**WHAT IS BEING ASKED:** Format the lines below as a Markdown table with the columns Number and Text, starting at the first line of the rows and ending at the line that contains "[0,56,70,80]". Number each line, skip blank lines, and leave the pictures out.

**PROVIDED DATA:**
===

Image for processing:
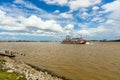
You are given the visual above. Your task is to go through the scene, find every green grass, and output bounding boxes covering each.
[0,71,26,80]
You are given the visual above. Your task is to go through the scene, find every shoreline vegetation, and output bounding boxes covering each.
[0,51,71,80]
[0,39,120,42]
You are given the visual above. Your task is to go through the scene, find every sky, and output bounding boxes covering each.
[0,0,120,41]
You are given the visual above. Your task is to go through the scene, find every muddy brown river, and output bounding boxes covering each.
[0,42,120,80]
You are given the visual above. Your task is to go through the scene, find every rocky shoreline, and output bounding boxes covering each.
[0,56,70,80]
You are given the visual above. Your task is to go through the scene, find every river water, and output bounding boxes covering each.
[0,42,120,80]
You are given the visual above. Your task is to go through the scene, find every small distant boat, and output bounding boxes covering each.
[62,36,87,44]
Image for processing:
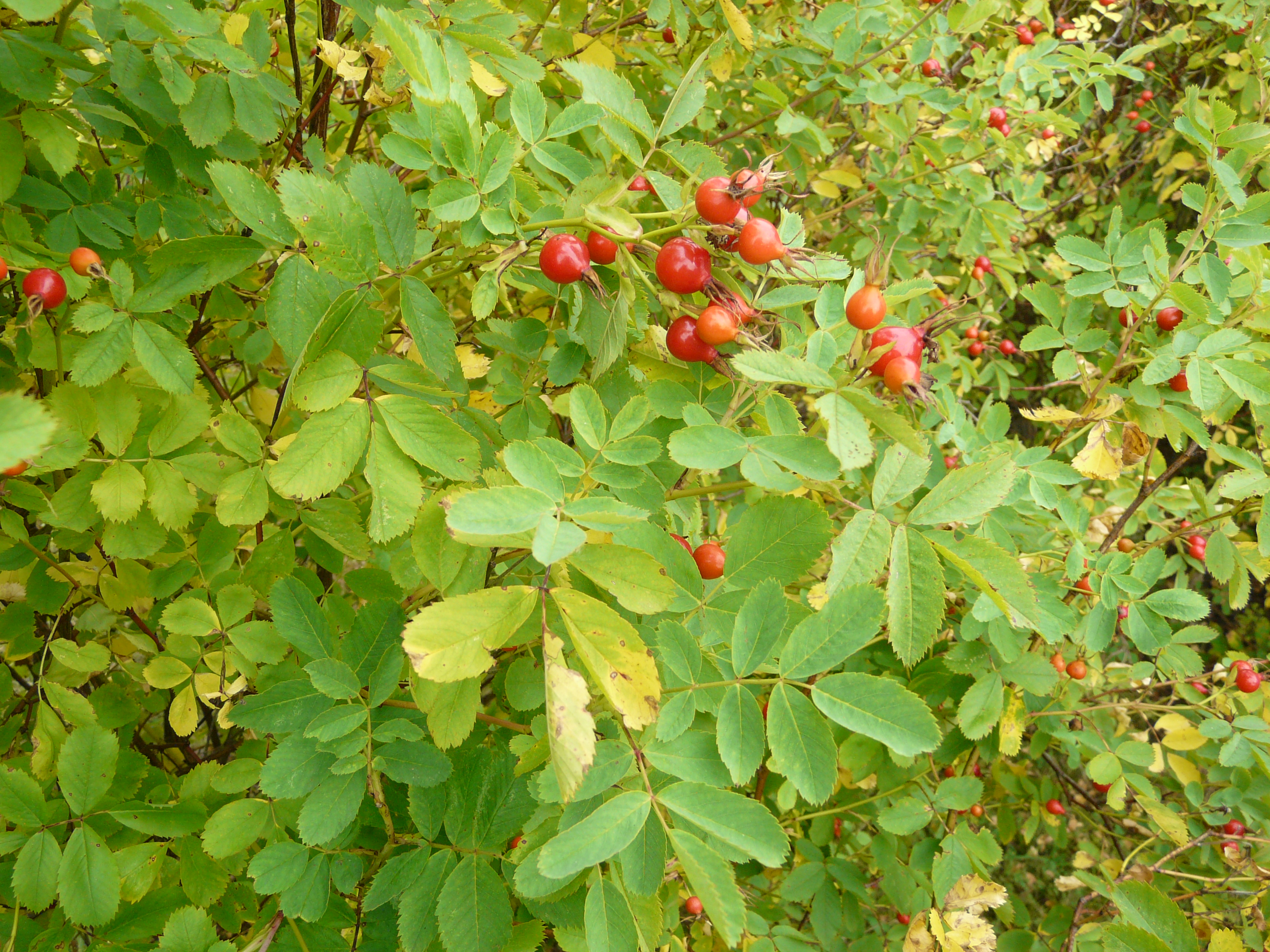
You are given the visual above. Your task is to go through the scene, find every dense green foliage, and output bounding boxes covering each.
[0,0,1270,952]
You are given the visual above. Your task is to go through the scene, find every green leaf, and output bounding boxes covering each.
[207,161,296,245]
[656,782,789,867]
[715,684,765,784]
[91,462,146,522]
[772,585,885,679]
[815,394,875,470]
[437,856,512,952]
[57,725,119,815]
[375,740,452,787]
[375,395,480,485]
[268,400,371,499]
[21,108,79,177]
[1143,589,1210,622]
[826,510,890,595]
[670,830,746,946]
[583,877,636,952]
[111,800,207,839]
[767,684,838,803]
[569,544,675,614]
[731,579,789,678]
[346,163,415,269]
[180,72,234,149]
[57,824,119,925]
[908,456,1019,525]
[1111,880,1199,952]
[0,761,46,828]
[667,423,748,470]
[297,770,366,845]
[539,791,651,880]
[269,578,337,658]
[886,525,944,667]
[956,672,1005,740]
[935,777,983,810]
[729,348,834,391]
[877,797,932,836]
[1054,235,1111,271]
[278,170,380,282]
[398,583,539,682]
[0,394,57,470]
[13,830,62,913]
[926,532,1038,627]
[812,673,940,756]
[203,798,273,859]
[724,496,831,588]
[132,320,197,394]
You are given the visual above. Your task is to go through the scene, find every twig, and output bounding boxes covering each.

===

**EXERCISE SOLUTION:**
| Number | Text |
|---|---|
| 1 | Image for processing: |
| 2 | You are given the visual above. Your task is to go through the scene, find every green grass, and output bounding boxes covering each. |
| 3 | [0,71,26,80] |
| 4 | You are given the visual above. Your task is to go through the scene, find every shoreline vegetation, and output bounding boxes covering each. |
| 5 | [0,51,71,80] |
| 6 | [0,39,120,42] |
| 7 | You are given the visual above. Your task is to go through the scene, find every sky, and output bounding boxes covering each. |
| 8 | [0,0,120,41] |
| 9 | You are given the visual above. Your task is to go through the scene, find every muddy brown river, and output bounding boxes covering each. |
| 10 | [0,42,120,80] |
| 11 | You are given the visual above. Your task is to go through the scene, find every rocky shoreline, and output bounding boxes covering each. |
| 12 | [0,56,70,80] |